All entries must be transcribed exactly, down to the last character.

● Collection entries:

########

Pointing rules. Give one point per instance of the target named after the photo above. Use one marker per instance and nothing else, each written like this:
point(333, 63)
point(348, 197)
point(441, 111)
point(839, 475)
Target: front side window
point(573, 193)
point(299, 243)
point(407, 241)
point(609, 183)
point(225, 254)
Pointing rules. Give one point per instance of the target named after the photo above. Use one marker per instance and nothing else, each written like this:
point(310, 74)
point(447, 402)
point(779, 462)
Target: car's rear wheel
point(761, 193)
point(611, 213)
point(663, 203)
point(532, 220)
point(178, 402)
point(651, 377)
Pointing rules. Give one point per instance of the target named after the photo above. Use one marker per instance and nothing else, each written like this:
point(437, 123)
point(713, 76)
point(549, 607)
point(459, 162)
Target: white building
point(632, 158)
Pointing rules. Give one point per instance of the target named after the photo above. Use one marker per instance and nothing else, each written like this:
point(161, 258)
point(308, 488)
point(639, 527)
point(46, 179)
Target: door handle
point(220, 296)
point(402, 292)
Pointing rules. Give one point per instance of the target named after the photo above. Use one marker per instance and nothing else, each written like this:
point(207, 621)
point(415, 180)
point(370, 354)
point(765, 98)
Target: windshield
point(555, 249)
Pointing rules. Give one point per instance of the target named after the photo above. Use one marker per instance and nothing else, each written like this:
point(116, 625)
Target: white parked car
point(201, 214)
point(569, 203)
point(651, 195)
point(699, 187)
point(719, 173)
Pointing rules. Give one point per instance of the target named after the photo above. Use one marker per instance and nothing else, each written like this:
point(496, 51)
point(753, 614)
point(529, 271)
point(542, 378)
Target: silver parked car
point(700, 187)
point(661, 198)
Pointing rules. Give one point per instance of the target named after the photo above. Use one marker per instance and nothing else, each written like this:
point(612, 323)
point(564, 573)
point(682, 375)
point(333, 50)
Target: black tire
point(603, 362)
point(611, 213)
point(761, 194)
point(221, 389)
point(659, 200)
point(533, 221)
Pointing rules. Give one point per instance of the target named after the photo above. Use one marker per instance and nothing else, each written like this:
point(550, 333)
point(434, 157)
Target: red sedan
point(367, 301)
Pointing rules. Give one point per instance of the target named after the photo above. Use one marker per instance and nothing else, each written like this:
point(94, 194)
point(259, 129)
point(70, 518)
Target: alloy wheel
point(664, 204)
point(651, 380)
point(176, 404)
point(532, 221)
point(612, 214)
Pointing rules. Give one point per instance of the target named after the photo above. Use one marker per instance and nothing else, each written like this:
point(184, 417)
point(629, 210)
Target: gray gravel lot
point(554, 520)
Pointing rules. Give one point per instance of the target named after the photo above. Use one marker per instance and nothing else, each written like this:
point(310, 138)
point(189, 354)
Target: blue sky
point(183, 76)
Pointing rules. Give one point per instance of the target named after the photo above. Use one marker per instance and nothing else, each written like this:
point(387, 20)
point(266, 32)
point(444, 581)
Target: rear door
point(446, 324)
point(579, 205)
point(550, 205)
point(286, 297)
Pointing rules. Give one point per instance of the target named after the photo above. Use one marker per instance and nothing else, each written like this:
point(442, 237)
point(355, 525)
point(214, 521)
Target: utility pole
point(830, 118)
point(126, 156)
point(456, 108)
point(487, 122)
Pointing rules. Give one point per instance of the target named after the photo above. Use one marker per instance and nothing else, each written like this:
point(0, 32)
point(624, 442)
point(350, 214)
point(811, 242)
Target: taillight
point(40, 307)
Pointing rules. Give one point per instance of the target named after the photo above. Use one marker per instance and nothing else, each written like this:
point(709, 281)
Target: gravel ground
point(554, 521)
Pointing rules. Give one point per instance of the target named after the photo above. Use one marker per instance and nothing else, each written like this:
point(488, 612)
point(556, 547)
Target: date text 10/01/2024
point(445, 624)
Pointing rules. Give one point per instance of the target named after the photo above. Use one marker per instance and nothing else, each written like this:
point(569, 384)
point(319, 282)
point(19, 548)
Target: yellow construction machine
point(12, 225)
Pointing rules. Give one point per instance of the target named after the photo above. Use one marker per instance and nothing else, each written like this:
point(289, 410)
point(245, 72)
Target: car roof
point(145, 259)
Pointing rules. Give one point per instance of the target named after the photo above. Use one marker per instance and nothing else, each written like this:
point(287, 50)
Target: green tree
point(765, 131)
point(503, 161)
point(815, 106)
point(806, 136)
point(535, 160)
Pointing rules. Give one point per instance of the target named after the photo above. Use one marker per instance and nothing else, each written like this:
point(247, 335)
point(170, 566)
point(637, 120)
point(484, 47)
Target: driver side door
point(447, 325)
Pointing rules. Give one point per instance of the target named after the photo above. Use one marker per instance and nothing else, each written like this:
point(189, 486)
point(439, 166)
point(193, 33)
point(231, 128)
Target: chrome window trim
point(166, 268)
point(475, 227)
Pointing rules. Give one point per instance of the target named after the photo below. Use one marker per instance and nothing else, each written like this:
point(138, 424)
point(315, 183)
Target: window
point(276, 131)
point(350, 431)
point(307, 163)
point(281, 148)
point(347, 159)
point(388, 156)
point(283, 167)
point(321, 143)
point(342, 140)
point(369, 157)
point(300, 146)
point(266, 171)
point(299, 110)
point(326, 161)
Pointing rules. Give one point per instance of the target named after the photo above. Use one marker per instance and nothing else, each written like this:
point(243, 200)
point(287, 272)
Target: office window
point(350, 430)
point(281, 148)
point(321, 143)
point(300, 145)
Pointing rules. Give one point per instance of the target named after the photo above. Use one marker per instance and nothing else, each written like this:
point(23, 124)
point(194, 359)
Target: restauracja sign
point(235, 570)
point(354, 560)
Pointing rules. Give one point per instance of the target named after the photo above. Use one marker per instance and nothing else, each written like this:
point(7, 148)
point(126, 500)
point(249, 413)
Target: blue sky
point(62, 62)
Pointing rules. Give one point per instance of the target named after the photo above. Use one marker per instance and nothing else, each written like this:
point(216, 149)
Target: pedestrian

########

● Output for this task:
Pointing rules. Give one point per instance of the target named after the photo above. Use one marker per instance and nothing else, each written like this:
point(333, 63)
point(348, 197)
point(441, 111)
point(839, 475)
Target: front side window
point(573, 193)
point(299, 243)
point(407, 241)
point(609, 183)
point(225, 254)
Pointing rules. Give one point per instance of the target named after the photo above. Use one marker per instance and nothing else, each written like this:
point(310, 74)
point(447, 402)
point(779, 462)
Target: car's rear wheel
point(761, 193)
point(611, 213)
point(663, 203)
point(532, 220)
point(178, 402)
point(651, 377)
Pointing rules. Give one point per instance of the target named after the photo above. Use one marker per instance and nothing else, each written like this:
point(437, 123)
point(713, 76)
point(549, 607)
point(459, 162)
Target: white building
point(632, 158)
Pointing rules. Give one point per instance of the target named after the photo above. Use one marker per instance and nothing else, each written like this:
point(161, 258)
point(308, 488)
point(639, 527)
point(46, 179)
Target: door handle
point(220, 296)
point(402, 292)
Pointing rules. Give one point per instance of the target named after the photo above. Use one marker per instance and nothing else, each written like this:
point(207, 621)
point(415, 180)
point(370, 354)
point(765, 98)
Target: windshield
point(555, 249)
Pointing rules. Give one point per instance of the target named after the photo above. Use one marker per instance and nothing else, each written like this:
point(116, 625)
Target: white parked car
point(201, 214)
point(569, 203)
point(651, 195)
point(699, 187)
point(719, 173)
Pointing rules. Give one point per instance of the target named after the photo above. Use one marker per instance and nothing else, each written like this:
point(496, 51)
point(753, 614)
point(529, 271)
point(542, 378)
Target: silver parked car
point(700, 187)
point(661, 198)
Pointing rules. Give one point per instance of the target named after the photo above. Use one marker per instance and nothing else, each written like this:
point(612, 323)
point(564, 573)
point(682, 375)
point(333, 50)
Target: black tire
point(603, 362)
point(611, 213)
point(761, 194)
point(221, 389)
point(659, 200)
point(533, 221)
Pointing rules. Give one point per instance of the target named after the photo above. Use one marker per instance and nothing else, each written like this:
point(550, 333)
point(434, 157)
Target: red sedan
point(367, 301)
Pointing rules. Give one point per instance of the target named after the photo above. Use one marker per instance and nothing else, each written like this:
point(94, 194)
point(259, 129)
point(70, 518)
Target: alloy wheel
point(664, 204)
point(651, 380)
point(176, 404)
point(532, 221)
point(612, 214)
Pointing rules. Give one point per instance of the target named after the photo above. Use one marker per instance and nothing else, each written like this:
point(184, 417)
point(629, 210)
Target: gray gravel lot
point(554, 520)
Pointing rules. Give one point per instance of the target named after the photo above. Use one marker per instance and nothing else, each written like this:
point(310, 138)
point(189, 354)
Target: blue sky
point(183, 76)
Pointing rules. Give one point per instance of the target named after the photo above. Use one marker per instance and nothing else, each written like this:
point(387, 20)
point(266, 32)
point(444, 581)
Target: rear door
point(446, 324)
point(579, 205)
point(550, 205)
point(286, 297)
Pointing rules. Give one point per instance of the target named after the photo above. Use one marker per instance and nothing else, each written like this:
point(442, 237)
point(355, 525)
point(214, 521)
Target: utility pole
point(830, 118)
point(126, 156)
point(456, 108)
point(487, 122)
Pointing rules. Give one point per instance of the target named after the photo above. Use one marker per instance and nothing else, each written like this:
point(0, 32)
point(624, 442)
point(350, 214)
point(811, 242)
Target: taillight
point(40, 307)
Pointing rules. Give one point per instance of the target named after the photo above. Use one marker per instance and nothing else, each written like this:
point(709, 281)
Target: gravel ground
point(554, 521)
Pointing rules. Give one point per instance of the target named after the photo above. Use one marker per instance and nothing else, each written like this:
point(488, 612)
point(556, 547)
Target: date text 10/01/2024
point(445, 624)
Pointing rules. Give one point per instance of the target named after the photo above. Use one marker per instance and nothing else, each written like this:
point(569, 384)
point(319, 282)
point(19, 548)
Target: yellow construction machine
point(12, 225)
Pointing rules. Give one point per instance of the target named after the photo above. Use one marker per instance and nothing else, each written like this:
point(289, 410)
point(245, 72)
Target: car roof
point(145, 259)
Pointing rules. Give one point per instance of the target named after the photo above. Use one marker per instance and nothing else, each written like this:
point(287, 50)
Target: green tree
point(765, 131)
point(503, 161)
point(815, 106)
point(806, 136)
point(535, 160)
Pointing rules. Give one point per instance of the target named after the photo above. Use one marker per instance and nothing else, each written like this:
point(247, 335)
point(170, 566)
point(637, 120)
point(484, 47)
Target: driver side door
point(447, 325)
Pointing rules. Give one point per instance of the target named after the photo above. Use one marker per instance and nothing else, each written like this:
point(189, 486)
point(439, 166)
point(193, 33)
point(231, 128)
Target: chrome window trim
point(166, 268)
point(475, 227)
Pointing rules. Give one point per instance of the target named after the photo below. Use one marker per instance and nothing else, each written like this:
point(138, 424)
point(315, 183)
Target: window
point(276, 131)
point(350, 431)
point(307, 163)
point(281, 148)
point(347, 159)
point(388, 156)
point(283, 167)
point(321, 143)
point(342, 140)
point(369, 157)
point(300, 146)
point(266, 171)
point(299, 110)
point(326, 161)
Pointing rules. Give one point per instance of the target named after the photo above. Use one marker per instance and nothing else, each written like this:
point(243, 200)
point(287, 272)
Target: office window
point(350, 430)
point(281, 148)
point(321, 143)
point(300, 145)
Pointing rules. Give one point per instance of the target named after the photo above. Use one marker per instance and nothing else, each written like this:
point(23, 124)
point(194, 359)
Target: restauracja sign
point(235, 570)
point(354, 560)
Pointing rules. Give one point per instance of the target named after the photo above. Use one marker per instance and nothing else, each written like this:
point(7, 148)
point(126, 500)
point(249, 413)
Target: blue sky
point(62, 62)
Pointing rules. Give one point per instance of the target named after the photo above. Use one marker per instance and nothing else, each written like this:
point(216, 149)
Target: pedestrian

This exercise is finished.